## Data for this task
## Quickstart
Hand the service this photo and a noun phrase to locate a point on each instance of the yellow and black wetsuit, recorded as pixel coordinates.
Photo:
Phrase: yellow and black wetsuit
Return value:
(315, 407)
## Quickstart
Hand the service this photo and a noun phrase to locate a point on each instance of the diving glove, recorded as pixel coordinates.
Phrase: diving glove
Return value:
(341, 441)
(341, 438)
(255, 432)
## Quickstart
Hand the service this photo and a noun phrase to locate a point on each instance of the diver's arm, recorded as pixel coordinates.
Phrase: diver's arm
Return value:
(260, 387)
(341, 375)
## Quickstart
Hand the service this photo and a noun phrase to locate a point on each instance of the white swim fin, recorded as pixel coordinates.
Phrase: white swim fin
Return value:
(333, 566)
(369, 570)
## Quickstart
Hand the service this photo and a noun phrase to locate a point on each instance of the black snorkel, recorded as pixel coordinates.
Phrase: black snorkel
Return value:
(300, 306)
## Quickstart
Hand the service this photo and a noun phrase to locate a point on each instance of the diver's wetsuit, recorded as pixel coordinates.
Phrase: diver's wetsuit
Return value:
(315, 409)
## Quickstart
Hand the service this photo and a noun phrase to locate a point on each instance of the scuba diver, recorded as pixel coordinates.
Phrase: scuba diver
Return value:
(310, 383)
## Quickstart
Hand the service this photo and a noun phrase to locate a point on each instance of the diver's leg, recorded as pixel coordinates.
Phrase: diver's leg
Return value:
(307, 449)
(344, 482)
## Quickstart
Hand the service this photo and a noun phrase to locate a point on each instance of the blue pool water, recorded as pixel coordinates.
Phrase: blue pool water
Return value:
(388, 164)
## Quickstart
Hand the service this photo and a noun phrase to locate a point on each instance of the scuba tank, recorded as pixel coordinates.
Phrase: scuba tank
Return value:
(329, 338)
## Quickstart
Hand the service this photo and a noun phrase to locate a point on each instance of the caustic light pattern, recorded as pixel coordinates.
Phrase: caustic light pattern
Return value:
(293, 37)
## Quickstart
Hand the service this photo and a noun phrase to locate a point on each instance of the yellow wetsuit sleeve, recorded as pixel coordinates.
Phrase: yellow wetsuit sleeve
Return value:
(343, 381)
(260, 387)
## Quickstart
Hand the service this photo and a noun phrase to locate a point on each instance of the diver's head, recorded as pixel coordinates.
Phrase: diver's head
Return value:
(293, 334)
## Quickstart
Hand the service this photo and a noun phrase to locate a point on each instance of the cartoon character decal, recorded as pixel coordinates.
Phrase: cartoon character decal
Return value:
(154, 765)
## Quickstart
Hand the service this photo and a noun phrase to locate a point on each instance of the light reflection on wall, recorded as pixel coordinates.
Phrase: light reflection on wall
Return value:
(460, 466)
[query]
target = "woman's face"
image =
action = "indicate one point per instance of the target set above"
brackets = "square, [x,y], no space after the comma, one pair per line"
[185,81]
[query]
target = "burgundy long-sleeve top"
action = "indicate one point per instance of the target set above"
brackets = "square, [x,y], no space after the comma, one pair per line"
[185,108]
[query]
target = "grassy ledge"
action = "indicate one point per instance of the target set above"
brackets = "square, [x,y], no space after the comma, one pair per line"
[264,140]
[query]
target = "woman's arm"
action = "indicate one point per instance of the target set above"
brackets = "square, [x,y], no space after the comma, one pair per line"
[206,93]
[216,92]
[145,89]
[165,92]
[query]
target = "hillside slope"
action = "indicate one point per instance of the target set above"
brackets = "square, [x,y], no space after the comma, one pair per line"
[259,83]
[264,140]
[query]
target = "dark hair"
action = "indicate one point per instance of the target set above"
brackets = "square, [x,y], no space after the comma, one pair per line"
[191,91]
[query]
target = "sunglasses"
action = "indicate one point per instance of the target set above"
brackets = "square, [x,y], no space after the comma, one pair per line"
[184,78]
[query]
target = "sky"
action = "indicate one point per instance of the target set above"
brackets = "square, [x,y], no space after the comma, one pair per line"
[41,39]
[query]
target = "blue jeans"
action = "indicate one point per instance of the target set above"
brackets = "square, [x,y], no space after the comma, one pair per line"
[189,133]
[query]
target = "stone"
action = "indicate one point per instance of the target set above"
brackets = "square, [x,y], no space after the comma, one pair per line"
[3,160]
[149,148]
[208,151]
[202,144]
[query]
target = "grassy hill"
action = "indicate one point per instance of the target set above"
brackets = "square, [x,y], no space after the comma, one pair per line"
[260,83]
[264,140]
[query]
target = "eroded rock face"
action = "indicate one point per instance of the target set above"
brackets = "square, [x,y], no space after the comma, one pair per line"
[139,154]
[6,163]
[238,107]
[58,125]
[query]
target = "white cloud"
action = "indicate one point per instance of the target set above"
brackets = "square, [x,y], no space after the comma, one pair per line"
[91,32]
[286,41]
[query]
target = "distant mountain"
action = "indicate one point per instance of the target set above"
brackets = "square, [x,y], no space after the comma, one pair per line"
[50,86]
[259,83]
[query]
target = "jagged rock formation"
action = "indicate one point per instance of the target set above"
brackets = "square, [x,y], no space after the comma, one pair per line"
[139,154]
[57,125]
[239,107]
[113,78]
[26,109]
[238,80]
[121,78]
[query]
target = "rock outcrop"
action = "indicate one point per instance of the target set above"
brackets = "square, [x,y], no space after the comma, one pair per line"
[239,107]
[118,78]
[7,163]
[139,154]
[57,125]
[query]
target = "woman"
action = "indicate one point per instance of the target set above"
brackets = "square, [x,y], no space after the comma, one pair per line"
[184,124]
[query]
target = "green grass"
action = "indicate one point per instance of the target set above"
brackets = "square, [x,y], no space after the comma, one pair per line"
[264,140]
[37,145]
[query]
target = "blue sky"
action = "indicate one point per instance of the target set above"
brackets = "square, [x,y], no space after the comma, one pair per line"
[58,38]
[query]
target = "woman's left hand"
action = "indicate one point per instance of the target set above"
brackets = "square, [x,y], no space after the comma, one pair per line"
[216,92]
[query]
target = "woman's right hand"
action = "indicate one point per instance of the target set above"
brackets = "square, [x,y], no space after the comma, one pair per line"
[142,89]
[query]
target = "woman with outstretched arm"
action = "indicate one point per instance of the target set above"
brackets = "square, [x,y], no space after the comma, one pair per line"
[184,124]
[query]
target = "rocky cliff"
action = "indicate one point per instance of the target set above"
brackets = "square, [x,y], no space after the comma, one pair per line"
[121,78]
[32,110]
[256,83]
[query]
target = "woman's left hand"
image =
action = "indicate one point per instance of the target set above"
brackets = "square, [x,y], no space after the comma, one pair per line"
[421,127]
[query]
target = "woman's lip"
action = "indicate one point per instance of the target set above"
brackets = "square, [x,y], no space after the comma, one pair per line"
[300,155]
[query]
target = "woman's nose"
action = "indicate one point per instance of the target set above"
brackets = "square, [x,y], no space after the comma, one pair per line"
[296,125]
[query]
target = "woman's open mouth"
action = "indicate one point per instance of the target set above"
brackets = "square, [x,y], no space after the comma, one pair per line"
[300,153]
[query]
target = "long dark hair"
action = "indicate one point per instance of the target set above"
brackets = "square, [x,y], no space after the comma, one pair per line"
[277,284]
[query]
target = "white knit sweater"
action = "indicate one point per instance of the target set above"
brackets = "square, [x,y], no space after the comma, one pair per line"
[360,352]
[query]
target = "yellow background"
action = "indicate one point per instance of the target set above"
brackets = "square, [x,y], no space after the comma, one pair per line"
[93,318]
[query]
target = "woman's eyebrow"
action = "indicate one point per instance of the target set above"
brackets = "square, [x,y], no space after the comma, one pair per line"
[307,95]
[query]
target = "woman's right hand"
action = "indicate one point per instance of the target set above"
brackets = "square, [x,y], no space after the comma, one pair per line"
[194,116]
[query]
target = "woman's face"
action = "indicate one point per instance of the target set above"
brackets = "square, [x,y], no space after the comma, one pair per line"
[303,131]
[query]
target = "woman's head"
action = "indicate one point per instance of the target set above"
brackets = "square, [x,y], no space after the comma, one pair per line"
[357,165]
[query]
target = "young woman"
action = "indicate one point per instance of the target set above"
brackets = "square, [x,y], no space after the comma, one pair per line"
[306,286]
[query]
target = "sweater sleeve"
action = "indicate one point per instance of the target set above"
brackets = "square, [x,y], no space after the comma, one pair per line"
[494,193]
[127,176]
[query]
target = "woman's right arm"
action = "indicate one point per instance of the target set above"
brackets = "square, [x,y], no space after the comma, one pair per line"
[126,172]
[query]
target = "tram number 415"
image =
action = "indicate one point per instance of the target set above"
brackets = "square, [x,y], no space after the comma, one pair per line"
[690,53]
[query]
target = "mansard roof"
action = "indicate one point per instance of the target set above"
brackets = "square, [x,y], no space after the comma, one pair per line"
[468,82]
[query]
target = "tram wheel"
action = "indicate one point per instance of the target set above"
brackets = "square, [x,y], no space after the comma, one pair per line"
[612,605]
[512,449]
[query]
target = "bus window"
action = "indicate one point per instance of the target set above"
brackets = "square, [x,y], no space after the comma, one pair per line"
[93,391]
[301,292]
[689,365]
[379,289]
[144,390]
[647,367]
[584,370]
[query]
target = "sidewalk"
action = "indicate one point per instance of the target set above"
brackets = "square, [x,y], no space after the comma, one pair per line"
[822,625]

## Instructions to follow
All lines above containing the string "black" are to be collected.

## Solution for this exercise
Hand the service this photo and a noun phrase to locate a point on each instance of the yellow and black wetsuit, recorded as pixel coordinates.
Phrase: yellow and black wetsuit
Hand the service this photo and a noun phrase to locate a point on each instance of the black snorkel, recorded as pixel coordinates.
Phrase: black snorkel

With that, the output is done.